#### [PROBLEM TO SOLVE]
Locate each line in the listing below that contains the word "blue", and copy those lines out in full.

#### [EXTRACTED ENTRIES]
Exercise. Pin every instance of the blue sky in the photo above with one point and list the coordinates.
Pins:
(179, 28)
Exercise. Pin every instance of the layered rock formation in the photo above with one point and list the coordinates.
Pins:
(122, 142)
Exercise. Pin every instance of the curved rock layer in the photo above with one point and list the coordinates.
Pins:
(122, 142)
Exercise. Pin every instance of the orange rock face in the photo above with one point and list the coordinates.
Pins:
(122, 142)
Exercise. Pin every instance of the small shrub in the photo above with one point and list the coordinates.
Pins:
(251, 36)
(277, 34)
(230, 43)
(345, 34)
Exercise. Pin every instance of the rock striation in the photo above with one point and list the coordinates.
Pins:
==
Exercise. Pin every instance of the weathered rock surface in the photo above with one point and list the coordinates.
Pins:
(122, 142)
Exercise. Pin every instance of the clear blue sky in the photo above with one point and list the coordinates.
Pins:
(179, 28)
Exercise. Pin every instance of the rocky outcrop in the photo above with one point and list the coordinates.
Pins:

#### [ANSWER TO THIS EXERCISE]
Exercise. Pin every instance of the blue sky in the photo above with one point and list the coordinates.
Exercise. Pin every instance of the clear blue sky in the photo above with one point and list the coordinates.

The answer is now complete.